_JOB:_
Copy out, without any changes, every line of the items below, from the line containing "the sandy beach" through the last line of the items.

Source data

────────────────

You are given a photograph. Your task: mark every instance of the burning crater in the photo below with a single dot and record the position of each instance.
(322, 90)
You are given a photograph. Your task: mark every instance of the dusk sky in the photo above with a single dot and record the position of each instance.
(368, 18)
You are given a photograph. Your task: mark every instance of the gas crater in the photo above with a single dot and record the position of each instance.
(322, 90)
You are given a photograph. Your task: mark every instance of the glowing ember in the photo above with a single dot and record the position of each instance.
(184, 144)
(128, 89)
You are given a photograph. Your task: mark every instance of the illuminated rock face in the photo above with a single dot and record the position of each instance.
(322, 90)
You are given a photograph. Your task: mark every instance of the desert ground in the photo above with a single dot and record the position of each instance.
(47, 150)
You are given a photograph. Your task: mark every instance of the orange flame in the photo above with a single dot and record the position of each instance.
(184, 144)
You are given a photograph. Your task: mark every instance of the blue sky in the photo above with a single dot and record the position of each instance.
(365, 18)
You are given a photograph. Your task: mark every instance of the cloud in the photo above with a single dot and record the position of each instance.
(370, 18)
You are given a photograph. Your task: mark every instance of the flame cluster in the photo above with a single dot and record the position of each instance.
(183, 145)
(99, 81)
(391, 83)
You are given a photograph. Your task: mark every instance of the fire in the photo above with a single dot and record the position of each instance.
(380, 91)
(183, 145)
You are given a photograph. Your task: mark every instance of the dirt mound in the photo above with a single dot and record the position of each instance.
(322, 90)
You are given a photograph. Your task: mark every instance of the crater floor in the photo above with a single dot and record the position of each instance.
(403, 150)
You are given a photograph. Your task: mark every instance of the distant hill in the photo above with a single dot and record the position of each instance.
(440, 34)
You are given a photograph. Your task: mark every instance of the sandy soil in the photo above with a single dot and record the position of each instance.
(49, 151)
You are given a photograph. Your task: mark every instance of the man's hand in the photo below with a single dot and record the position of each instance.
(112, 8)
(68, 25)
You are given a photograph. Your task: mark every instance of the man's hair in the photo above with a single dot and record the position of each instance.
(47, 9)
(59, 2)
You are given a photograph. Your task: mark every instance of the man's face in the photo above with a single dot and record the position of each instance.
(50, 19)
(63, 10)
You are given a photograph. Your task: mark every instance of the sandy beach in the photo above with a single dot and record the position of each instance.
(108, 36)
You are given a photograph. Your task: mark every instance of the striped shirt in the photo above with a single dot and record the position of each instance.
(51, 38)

────────────────

_ANSWER TO THIS EXERCISE:_
You are given a photograph. Your task: mark every instance of the sandy beach in the photo above with a single dot and record the position of each instance.
(108, 36)
You are given a photograph. Your task: mark every instance of the striped shirt in the photo above with a single dot and record the position of each instance.
(51, 38)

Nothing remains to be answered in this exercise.